> **ENUNCIADO**
Localice en los registros que aparecen a continuación cada línea que contenga la palabra "plant" y cópiela, teniendo en cuenta que se distinguen mayúsculas y minúsculas.

┄┄┄┄┄┄

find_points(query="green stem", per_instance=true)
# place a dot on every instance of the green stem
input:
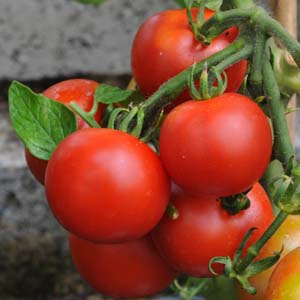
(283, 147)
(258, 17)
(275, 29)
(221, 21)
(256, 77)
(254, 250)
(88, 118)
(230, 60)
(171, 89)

┄┄┄┄┄┄

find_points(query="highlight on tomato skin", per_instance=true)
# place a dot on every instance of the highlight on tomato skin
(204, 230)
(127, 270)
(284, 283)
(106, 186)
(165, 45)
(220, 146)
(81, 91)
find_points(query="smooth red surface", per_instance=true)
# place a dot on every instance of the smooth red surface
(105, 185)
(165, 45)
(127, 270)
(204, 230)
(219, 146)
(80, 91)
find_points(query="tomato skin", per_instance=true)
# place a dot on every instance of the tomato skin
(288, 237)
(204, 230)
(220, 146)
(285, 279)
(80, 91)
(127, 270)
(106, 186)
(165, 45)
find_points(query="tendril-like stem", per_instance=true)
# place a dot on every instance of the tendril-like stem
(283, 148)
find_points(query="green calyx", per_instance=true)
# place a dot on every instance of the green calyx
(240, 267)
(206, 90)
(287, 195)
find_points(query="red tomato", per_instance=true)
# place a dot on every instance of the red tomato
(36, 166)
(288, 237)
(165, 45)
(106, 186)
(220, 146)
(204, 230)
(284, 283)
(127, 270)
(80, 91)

┄┄┄┄┄┄

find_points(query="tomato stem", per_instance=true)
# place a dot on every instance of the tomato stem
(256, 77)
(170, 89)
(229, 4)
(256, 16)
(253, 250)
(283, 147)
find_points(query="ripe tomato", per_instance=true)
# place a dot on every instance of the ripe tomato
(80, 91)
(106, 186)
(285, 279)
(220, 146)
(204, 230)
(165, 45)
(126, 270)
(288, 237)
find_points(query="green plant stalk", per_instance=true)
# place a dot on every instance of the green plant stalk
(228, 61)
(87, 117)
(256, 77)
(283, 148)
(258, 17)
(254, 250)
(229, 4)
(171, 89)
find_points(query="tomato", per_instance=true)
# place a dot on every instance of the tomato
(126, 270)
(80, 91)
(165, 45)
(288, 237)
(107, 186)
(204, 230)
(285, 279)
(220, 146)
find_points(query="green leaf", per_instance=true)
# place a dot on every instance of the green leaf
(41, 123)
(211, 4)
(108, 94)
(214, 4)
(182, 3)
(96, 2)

┄┄┄┄┄┄

> **RESPUESTA**
find_points(query="green plant stalk", per_instance=true)
# place a dot on every instance of the green plant stalk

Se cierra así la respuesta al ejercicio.